▶ [Exercise aim]
Set out the lines as a numbered list, from the first line of the entries up to and including the line with "positive clicks: (54, 13) (54, 12) (54, 18)", leaving out any blank lines.

▼

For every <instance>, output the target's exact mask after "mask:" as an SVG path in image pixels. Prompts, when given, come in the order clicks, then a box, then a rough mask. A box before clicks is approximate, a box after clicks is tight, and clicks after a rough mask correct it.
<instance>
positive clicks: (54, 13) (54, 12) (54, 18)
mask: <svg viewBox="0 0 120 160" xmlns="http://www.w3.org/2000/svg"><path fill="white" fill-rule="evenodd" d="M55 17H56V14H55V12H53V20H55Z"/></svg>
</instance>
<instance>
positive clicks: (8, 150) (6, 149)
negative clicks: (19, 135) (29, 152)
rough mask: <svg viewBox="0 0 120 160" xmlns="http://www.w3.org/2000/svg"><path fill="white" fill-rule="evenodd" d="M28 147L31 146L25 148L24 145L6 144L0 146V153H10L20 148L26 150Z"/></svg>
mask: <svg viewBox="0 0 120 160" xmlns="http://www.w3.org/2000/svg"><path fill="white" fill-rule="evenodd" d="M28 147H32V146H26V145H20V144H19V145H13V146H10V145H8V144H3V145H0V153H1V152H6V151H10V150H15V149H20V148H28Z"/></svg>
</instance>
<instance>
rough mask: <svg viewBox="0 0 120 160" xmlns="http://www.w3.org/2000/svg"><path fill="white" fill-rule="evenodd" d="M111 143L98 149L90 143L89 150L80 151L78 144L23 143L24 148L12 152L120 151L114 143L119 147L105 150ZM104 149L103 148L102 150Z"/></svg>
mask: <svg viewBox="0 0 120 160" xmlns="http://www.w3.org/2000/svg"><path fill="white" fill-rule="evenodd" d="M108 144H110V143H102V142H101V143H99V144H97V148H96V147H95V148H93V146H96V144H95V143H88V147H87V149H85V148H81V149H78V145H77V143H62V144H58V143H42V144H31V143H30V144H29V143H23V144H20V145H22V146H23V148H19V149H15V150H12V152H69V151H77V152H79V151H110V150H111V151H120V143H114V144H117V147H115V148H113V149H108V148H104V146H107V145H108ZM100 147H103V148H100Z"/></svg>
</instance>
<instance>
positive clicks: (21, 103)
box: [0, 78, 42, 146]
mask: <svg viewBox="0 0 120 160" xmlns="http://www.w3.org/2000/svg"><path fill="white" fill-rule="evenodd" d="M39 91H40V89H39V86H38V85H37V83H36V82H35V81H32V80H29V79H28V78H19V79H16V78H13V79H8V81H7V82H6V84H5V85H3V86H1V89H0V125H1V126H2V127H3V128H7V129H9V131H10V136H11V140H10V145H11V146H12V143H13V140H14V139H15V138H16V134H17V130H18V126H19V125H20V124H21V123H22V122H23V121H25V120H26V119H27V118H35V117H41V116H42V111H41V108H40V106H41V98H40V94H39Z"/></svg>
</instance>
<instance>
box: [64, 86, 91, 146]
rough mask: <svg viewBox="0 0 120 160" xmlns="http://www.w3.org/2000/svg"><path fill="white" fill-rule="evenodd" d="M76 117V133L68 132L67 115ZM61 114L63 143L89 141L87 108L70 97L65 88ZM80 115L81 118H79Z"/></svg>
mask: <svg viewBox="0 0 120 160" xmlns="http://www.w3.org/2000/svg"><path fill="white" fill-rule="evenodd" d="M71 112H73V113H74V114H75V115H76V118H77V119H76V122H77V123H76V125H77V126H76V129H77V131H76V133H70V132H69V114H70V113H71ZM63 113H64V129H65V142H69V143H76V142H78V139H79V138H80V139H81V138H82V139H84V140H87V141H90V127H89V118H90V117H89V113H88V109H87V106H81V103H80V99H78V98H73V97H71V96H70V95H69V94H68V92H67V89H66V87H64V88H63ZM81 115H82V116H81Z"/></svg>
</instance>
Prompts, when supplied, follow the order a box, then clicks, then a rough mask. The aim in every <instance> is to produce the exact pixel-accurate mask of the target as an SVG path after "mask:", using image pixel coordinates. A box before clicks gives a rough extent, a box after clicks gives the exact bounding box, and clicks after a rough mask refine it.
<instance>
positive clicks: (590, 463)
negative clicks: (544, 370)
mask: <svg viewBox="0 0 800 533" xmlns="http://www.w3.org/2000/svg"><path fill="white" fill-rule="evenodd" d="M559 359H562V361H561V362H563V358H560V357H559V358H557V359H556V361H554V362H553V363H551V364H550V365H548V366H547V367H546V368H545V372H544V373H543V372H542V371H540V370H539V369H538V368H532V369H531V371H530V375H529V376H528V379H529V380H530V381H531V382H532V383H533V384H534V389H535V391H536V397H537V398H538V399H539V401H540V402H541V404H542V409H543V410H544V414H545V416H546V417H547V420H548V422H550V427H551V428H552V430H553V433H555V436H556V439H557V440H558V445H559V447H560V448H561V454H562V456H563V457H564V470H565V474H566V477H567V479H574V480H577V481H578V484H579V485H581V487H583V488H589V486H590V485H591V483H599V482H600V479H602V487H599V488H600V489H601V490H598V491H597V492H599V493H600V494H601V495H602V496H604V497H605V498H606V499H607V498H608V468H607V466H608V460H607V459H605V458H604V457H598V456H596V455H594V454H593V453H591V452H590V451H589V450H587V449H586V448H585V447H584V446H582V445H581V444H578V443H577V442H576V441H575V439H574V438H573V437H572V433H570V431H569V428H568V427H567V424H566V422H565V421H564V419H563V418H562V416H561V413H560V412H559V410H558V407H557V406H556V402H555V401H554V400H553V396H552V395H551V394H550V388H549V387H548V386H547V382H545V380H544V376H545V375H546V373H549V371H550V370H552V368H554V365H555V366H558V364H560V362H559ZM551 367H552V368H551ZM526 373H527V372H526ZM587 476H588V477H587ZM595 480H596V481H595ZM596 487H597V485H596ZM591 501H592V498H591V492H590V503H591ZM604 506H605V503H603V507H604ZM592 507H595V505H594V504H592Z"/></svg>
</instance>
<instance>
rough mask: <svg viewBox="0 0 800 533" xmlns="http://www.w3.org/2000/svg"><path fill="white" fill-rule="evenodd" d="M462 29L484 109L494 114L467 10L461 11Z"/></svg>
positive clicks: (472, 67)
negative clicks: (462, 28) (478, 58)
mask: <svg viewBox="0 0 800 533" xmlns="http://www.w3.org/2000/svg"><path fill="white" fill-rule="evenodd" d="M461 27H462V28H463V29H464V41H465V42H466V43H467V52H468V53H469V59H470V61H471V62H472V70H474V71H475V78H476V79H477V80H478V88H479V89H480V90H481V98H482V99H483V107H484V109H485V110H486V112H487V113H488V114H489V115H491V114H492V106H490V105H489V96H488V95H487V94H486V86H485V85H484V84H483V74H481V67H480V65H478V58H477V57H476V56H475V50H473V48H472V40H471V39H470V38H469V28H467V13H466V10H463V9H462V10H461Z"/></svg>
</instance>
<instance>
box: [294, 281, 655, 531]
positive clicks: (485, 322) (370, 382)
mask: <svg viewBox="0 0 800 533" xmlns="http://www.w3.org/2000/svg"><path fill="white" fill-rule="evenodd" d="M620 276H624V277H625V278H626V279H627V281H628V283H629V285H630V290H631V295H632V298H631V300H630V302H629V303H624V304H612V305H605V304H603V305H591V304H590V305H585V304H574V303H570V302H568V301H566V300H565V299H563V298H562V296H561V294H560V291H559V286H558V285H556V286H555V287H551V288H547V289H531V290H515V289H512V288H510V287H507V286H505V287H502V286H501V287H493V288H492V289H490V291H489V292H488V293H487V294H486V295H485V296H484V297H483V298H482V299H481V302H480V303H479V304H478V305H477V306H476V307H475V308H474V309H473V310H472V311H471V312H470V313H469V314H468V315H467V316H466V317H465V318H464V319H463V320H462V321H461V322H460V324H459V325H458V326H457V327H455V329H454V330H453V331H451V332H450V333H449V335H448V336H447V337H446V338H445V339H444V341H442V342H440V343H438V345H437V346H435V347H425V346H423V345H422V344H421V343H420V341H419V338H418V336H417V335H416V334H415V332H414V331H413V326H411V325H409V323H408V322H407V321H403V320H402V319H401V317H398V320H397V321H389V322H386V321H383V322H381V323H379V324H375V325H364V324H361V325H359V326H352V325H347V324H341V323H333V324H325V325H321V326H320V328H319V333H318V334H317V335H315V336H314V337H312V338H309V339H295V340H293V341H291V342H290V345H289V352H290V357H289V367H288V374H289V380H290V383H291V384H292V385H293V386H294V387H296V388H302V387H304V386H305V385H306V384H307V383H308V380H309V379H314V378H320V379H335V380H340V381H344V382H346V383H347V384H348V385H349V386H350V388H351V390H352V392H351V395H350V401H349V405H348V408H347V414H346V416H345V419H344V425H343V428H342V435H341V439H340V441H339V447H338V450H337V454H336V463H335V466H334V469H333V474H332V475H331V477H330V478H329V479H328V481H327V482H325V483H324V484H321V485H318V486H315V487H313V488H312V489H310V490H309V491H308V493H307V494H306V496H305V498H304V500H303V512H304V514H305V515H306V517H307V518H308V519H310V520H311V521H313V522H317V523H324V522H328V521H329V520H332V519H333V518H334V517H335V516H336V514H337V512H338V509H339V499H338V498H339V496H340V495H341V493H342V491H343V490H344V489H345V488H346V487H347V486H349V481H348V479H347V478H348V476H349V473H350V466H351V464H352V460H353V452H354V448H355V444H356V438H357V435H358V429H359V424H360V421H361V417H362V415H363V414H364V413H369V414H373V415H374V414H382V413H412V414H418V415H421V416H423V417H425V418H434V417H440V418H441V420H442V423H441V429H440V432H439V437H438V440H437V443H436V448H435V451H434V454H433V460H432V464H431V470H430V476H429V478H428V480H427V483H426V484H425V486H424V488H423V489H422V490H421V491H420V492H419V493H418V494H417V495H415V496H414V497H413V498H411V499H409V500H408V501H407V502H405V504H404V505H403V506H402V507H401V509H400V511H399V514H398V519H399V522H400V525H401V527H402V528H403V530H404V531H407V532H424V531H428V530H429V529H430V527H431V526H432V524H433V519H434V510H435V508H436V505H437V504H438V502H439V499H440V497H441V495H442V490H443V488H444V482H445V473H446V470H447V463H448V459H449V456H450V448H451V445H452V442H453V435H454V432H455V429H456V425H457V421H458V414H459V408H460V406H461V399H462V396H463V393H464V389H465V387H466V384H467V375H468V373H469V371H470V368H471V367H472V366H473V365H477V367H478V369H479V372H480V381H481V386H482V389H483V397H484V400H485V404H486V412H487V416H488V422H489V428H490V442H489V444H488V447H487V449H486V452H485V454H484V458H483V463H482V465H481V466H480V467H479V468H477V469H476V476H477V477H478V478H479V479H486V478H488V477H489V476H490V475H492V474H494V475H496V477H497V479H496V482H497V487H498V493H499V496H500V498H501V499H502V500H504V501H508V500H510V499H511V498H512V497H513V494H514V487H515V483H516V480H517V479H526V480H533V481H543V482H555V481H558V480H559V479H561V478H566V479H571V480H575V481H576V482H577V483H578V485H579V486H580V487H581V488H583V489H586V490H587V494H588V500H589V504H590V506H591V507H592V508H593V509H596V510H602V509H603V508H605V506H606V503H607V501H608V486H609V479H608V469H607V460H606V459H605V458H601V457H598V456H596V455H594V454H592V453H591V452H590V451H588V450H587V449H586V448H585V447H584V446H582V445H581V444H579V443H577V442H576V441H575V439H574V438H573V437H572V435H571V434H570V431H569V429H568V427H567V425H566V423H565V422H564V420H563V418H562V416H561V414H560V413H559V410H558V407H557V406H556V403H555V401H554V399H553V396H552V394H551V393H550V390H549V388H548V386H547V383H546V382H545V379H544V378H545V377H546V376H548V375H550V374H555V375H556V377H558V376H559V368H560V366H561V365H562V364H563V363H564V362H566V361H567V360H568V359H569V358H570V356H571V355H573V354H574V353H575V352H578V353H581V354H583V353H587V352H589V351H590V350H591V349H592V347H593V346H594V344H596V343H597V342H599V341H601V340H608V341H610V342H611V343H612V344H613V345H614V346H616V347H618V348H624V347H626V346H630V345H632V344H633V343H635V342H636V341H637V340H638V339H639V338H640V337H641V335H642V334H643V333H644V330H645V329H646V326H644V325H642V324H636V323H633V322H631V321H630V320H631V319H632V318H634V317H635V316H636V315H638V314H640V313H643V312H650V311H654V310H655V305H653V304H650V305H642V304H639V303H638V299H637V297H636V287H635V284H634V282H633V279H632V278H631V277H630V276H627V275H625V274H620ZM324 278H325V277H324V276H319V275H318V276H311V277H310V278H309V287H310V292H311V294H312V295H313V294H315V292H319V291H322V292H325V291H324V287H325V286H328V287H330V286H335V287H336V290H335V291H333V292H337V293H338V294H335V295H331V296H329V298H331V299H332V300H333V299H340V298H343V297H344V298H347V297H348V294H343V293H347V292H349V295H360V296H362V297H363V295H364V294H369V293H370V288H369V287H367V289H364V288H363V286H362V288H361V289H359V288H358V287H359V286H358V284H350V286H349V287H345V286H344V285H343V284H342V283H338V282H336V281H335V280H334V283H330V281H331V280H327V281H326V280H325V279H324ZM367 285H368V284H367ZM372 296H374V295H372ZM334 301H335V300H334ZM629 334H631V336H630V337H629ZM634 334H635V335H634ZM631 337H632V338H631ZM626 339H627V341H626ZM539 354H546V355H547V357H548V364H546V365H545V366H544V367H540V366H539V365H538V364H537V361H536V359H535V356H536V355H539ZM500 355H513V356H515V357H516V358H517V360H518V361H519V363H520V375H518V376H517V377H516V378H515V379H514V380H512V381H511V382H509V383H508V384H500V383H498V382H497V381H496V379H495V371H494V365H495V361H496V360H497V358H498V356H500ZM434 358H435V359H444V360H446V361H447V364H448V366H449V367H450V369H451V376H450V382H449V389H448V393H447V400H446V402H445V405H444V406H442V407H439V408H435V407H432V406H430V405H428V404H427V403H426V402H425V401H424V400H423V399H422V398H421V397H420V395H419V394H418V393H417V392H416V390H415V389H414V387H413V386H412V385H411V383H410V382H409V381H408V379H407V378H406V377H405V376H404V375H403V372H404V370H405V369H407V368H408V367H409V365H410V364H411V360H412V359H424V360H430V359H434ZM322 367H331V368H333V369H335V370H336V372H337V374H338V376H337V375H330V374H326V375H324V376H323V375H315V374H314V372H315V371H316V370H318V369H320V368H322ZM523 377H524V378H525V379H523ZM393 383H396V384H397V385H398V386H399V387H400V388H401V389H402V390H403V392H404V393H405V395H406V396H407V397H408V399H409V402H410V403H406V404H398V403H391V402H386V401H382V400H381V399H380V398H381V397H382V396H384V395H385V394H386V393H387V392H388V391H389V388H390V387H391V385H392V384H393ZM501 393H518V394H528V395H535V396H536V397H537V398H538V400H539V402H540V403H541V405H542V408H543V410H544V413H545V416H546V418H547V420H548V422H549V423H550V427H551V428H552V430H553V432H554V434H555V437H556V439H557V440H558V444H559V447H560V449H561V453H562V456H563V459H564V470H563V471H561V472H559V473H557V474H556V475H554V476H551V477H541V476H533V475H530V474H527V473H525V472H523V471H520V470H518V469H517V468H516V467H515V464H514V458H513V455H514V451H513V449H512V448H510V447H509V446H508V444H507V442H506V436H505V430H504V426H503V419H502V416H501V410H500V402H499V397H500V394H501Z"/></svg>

▲

▶ [Task output]
1. For every <instance>, output the target's exact mask after "mask:" as an SVG path in image pixels. Prompts, when given, come in the order clicks, then a box, then a rough mask. A box before clicks is approximate, a box after clicks is tight, and clicks after a rough mask correct it.
2. <instance>
3. positive clicks: (54, 13) (54, 12) (54, 18)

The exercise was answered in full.